■ **Work to do**
Duplicate the rows verbatim, starting at the line that contains "Task: point: the thumb" and continuing through the last row, both ends included.

■ **Dataset rows on where objects appear**
------------------------------------------------

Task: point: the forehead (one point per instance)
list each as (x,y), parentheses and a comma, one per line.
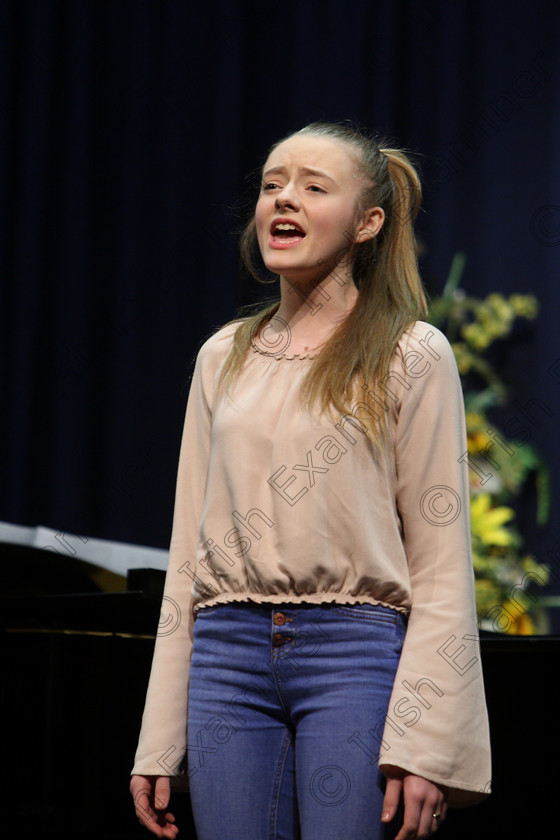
(331,155)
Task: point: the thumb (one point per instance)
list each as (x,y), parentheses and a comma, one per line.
(162,792)
(391,799)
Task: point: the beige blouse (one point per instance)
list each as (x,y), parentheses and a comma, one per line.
(275,505)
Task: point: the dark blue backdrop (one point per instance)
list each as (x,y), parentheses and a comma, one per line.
(128,130)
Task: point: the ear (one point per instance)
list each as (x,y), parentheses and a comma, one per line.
(371,224)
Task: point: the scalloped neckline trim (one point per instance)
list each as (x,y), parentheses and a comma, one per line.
(287,356)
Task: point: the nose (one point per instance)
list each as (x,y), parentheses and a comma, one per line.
(287,197)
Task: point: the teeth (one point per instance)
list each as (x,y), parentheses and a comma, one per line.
(286,227)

------------------------------------------------

■ **Problem solution**
Task: point: the thumb (one point per instance)
list each as (x,y), parentheses and a comma, one per line.
(162,792)
(391,799)
Task: point: the beige blouse (one point per instance)
list each as (x,y), parentheses and a comma, one per line.
(275,505)
Task: point: the dark blue backdrop (one point per instance)
list each as (x,y), parentheses and a comma, one per line.
(128,130)
Task: point: the ear (one point per instance)
list each as (x,y), parentheses and a comma, one per line.
(371,224)
Task: point: the scalloped neckline trim (one point per instance)
list each as (x,y), parentheses and a comma, one per line.
(287,356)
Task: point: the nose (one point per instance)
list each as (x,y), parentheses and a comma, one per line.
(287,197)
Task: point: the teeth (one point per instance)
list each as (x,y), parentheses and a comma, one per line.
(286,227)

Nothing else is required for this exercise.